> **Requirement**
Only certain lines below are wanted: those starting at the line containing "pixels, x before" and ending at the line containing "429 1053 L 533", both included, each retyped exactly.

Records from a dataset
_ _ _

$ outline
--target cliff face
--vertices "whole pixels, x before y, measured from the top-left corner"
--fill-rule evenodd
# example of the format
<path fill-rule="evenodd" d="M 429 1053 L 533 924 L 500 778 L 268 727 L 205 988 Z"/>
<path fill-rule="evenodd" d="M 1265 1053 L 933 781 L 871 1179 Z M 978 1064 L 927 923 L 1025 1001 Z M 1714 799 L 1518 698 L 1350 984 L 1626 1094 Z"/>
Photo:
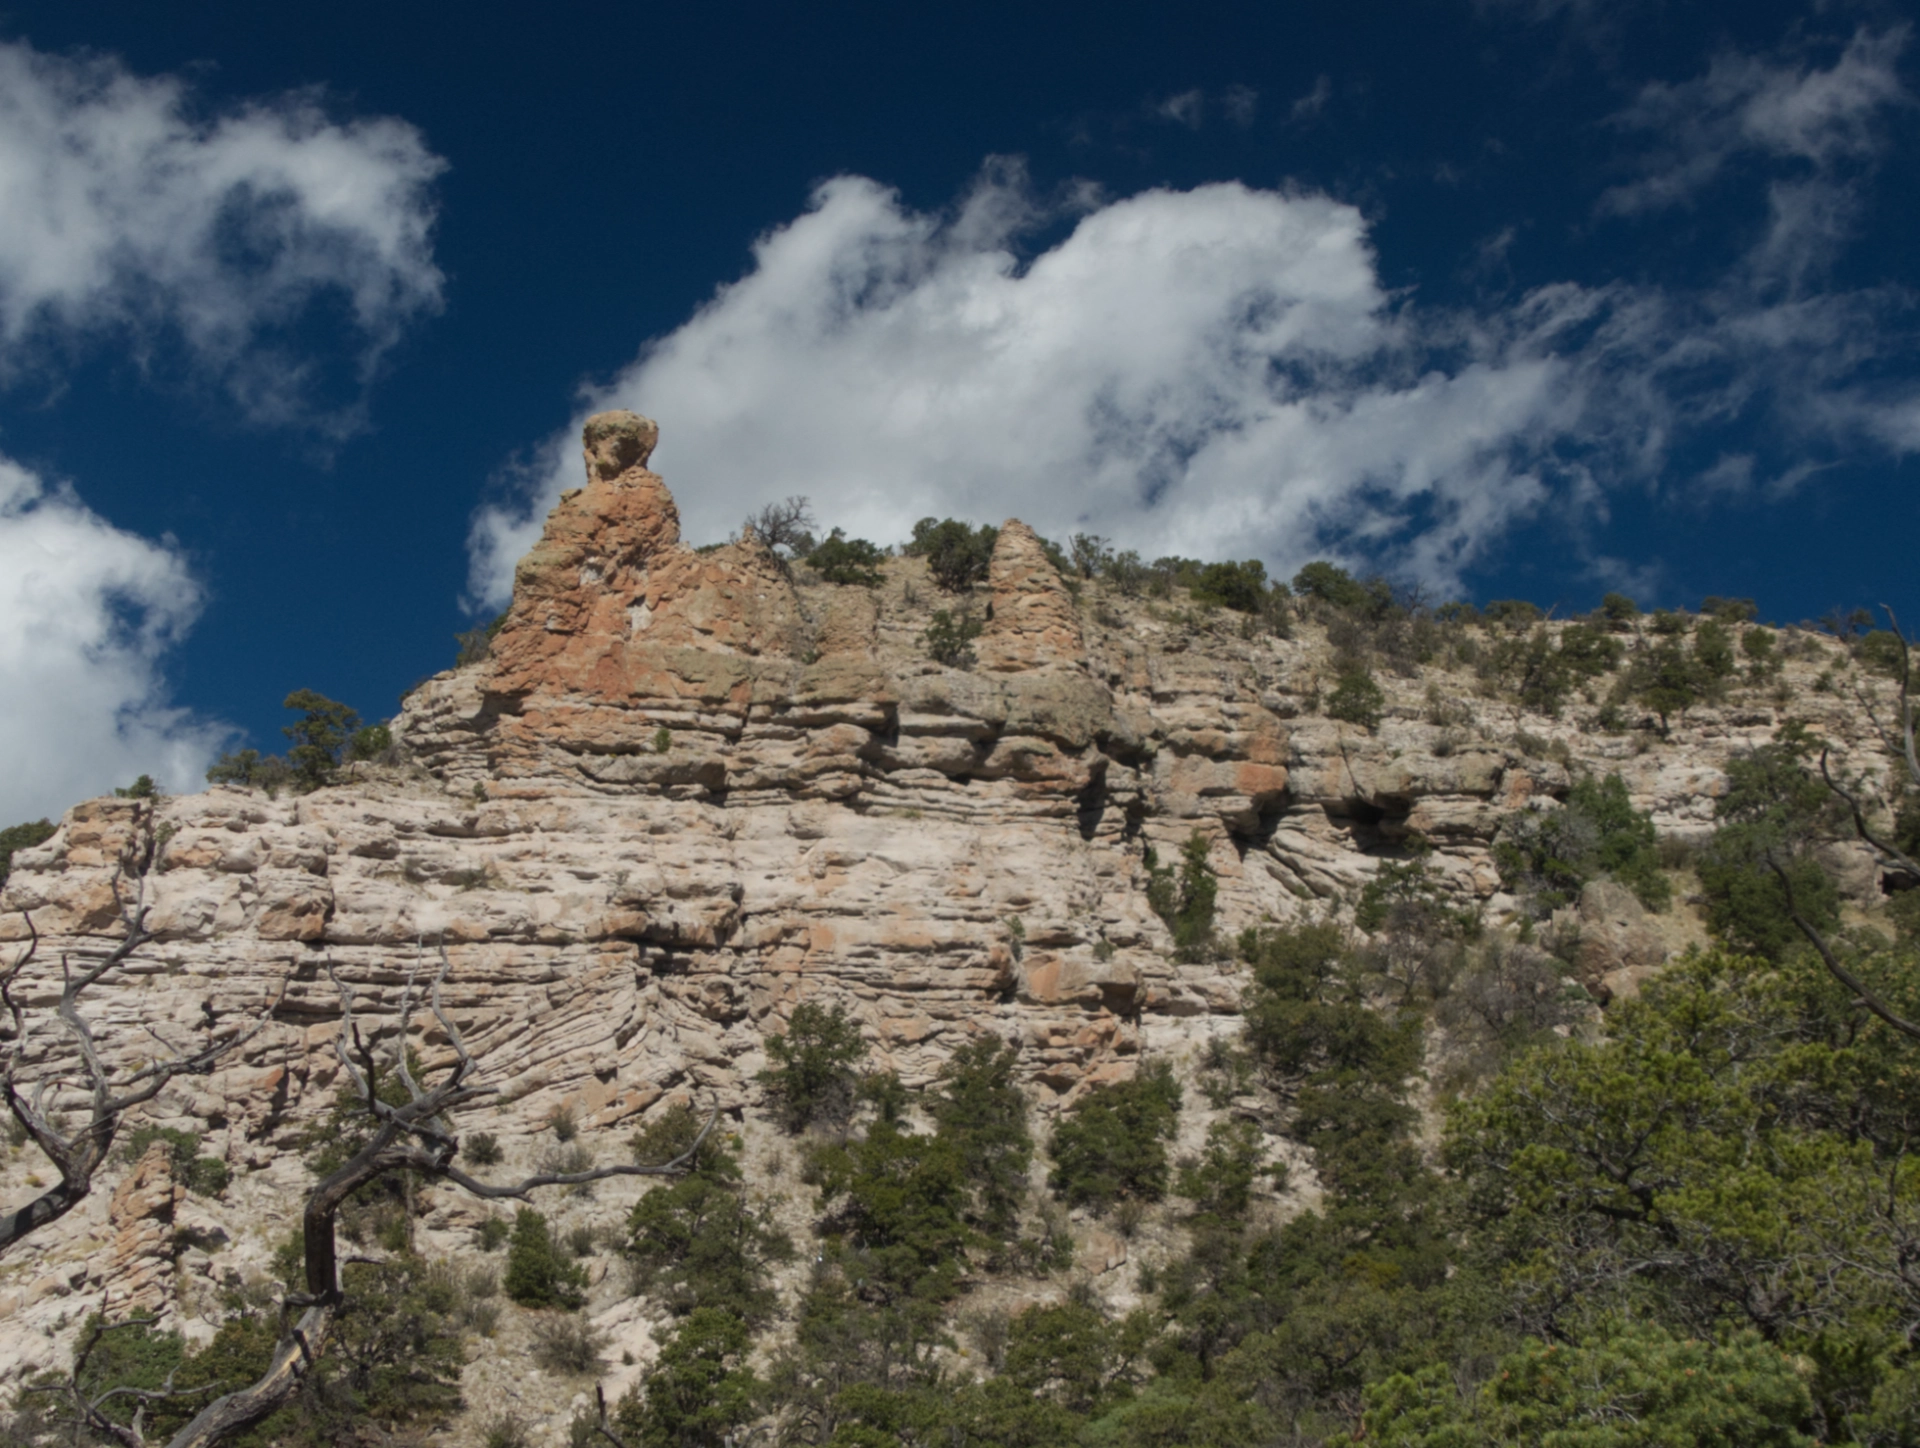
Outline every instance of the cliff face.
<path fill-rule="evenodd" d="M 1228 936 L 1350 895 L 1415 832 L 1497 915 L 1498 822 L 1563 794 L 1570 767 L 1617 770 L 1664 832 L 1702 833 L 1728 755 L 1784 717 L 1742 696 L 1649 745 L 1594 729 L 1590 705 L 1529 718 L 1436 667 L 1383 678 L 1370 732 L 1316 712 L 1332 684 L 1317 625 L 1278 639 L 1237 615 L 1076 597 L 1017 522 L 979 600 L 976 667 L 943 668 L 920 633 L 950 601 L 922 563 L 890 562 L 870 591 L 796 584 L 751 536 L 688 548 L 646 467 L 655 437 L 632 414 L 588 424 L 586 485 L 521 564 L 491 657 L 407 699 L 406 763 L 300 797 L 95 800 L 14 857 L 0 949 L 31 912 L 42 1061 L 64 1050 L 45 1019 L 57 963 L 118 935 L 116 872 L 149 838 L 121 889 L 144 891 L 157 938 L 98 992 L 96 1032 L 130 1061 L 152 1054 L 149 1030 L 180 1045 L 209 1018 L 272 1020 L 156 1103 L 234 1168 L 227 1196 L 179 1192 L 164 1153 L 128 1168 L 135 1186 L 109 1182 L 0 1263 L 0 1362 L 54 1361 L 56 1324 L 103 1294 L 179 1310 L 265 1260 L 336 1088 L 336 978 L 391 1039 L 410 973 L 444 943 L 447 1005 L 501 1091 L 469 1129 L 502 1135 L 510 1160 L 561 1107 L 592 1131 L 691 1089 L 751 1120 L 763 1041 L 807 1000 L 848 1009 L 910 1085 L 959 1043 L 1005 1037 L 1045 1109 L 1235 1026 L 1233 967 L 1173 960 L 1149 848 L 1171 859 L 1204 836 Z M 1837 696 L 1795 692 L 1802 717 L 1828 700 L 1829 733 L 1861 727 Z M 1596 987 L 1657 961 L 1633 910 L 1591 914 Z M 431 1064 L 445 1043 L 421 1027 Z M 16 1152 L 10 1201 L 31 1169 Z M 426 1227 L 482 1214 L 444 1194 Z"/>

_ _ _

> **Reply to the exercise**
--vertices "whole pixels, x before y, measured from the top-left corner"
--fill-rule evenodd
# example of the format
<path fill-rule="evenodd" d="M 429 1053 L 533 924 L 500 778 L 268 727 L 205 988 Z"/>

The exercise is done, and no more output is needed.